• PROBLEM TO SOLVE:
Please count the lines in the material below that contain the string "pink", and give only that number.

• RAW DATA:

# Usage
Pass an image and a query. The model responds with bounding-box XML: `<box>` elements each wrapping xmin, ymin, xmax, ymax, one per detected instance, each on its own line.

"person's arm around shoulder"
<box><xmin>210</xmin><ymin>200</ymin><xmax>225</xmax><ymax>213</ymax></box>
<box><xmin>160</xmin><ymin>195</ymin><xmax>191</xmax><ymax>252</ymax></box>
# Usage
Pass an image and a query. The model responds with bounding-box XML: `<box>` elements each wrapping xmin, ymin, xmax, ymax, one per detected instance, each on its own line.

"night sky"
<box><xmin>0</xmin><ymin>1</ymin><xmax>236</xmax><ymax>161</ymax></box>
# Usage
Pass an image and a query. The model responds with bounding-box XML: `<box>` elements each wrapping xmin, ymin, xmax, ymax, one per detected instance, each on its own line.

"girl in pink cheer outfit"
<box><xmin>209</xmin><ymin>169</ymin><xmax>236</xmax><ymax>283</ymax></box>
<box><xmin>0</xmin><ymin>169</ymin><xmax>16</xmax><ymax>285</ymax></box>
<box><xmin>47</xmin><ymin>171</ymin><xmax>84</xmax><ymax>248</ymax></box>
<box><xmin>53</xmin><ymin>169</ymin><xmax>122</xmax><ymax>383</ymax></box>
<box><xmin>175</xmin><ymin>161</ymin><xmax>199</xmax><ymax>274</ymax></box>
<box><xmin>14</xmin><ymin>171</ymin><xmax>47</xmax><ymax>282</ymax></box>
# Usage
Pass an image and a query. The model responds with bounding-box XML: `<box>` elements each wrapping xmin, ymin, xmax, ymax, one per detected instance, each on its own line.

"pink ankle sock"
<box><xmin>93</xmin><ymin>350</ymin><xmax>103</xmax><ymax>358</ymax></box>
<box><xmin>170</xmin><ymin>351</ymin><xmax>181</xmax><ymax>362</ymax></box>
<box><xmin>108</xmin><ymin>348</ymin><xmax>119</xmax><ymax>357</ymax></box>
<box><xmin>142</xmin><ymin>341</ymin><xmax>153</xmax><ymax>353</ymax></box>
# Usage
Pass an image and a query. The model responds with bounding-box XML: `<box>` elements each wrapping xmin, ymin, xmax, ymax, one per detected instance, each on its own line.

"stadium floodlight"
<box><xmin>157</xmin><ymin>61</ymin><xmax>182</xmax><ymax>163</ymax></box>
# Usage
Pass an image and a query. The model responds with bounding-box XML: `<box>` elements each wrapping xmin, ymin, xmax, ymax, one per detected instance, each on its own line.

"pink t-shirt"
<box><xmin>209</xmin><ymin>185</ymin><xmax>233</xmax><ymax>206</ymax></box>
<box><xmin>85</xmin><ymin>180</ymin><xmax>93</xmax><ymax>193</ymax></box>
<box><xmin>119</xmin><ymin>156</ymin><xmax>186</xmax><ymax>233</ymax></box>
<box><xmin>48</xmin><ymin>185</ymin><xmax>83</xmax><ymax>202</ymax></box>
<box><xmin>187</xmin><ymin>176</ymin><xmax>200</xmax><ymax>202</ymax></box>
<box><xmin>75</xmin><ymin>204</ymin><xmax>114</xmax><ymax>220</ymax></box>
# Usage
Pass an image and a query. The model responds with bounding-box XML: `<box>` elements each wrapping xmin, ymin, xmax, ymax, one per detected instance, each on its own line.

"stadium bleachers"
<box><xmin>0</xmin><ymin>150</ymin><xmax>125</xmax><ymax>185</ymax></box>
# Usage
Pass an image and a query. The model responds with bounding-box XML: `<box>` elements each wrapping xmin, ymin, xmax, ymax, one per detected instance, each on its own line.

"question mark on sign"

• TASK OUTPUT:
3